(Entries from a dataset)
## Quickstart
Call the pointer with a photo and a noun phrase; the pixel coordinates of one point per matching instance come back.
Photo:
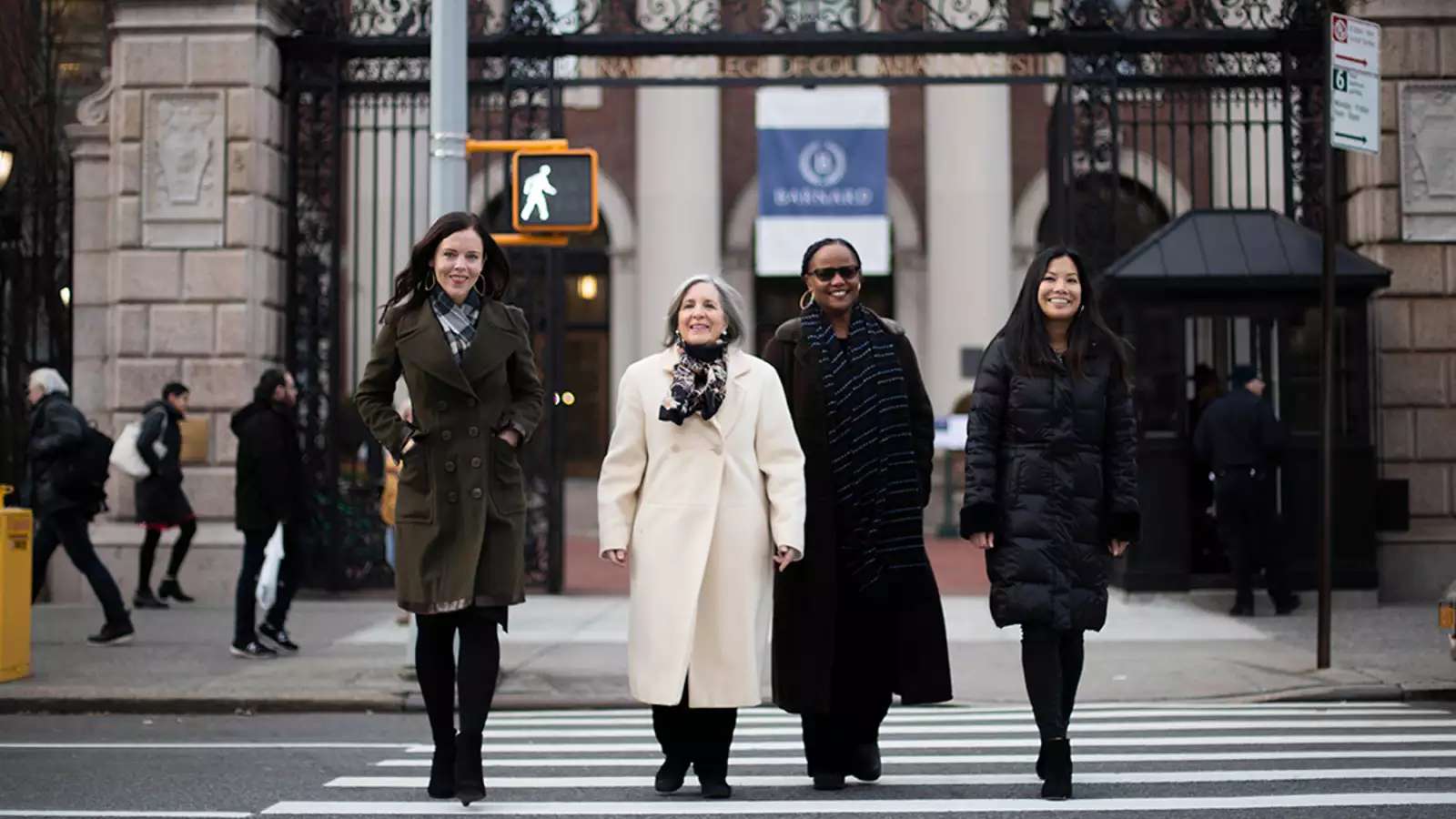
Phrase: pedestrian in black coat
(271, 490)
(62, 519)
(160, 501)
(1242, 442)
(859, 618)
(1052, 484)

==

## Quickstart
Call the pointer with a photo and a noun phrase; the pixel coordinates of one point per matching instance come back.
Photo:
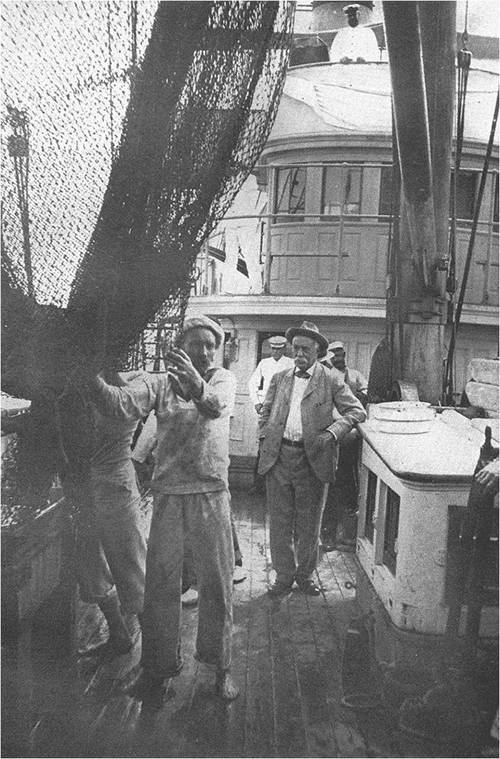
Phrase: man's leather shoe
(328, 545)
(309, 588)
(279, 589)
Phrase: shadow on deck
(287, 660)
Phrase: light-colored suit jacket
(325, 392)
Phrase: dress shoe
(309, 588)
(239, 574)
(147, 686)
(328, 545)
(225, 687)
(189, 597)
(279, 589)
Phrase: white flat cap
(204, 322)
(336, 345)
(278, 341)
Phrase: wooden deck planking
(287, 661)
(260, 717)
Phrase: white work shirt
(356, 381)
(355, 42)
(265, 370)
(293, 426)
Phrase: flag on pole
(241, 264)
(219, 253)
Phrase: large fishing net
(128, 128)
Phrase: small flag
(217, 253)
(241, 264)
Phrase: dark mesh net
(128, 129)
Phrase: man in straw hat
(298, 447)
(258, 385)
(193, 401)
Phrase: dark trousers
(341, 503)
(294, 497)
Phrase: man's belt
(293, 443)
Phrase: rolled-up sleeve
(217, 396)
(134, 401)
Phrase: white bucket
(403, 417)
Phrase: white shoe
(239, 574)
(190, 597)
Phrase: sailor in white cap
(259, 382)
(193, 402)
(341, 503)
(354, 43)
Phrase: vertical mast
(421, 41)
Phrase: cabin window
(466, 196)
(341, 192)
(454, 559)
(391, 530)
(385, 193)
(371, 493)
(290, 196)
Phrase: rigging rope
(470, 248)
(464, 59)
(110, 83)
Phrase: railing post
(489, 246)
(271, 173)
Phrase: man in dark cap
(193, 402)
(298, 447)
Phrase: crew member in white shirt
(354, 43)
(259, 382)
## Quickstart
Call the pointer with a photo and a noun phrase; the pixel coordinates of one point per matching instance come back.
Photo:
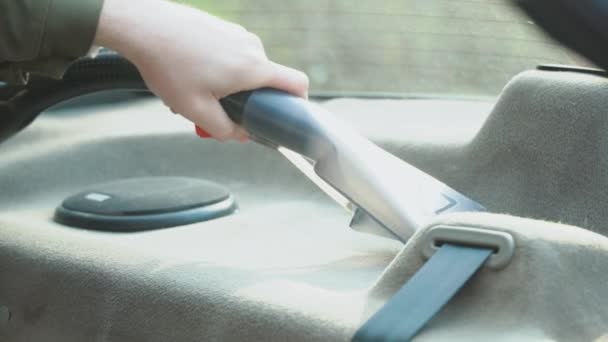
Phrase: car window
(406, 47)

:: Instructions to follow ::
Tally how many lines of the listing above contain the word "shirt". Reply with the number only.

:: Result for this exercise ::
2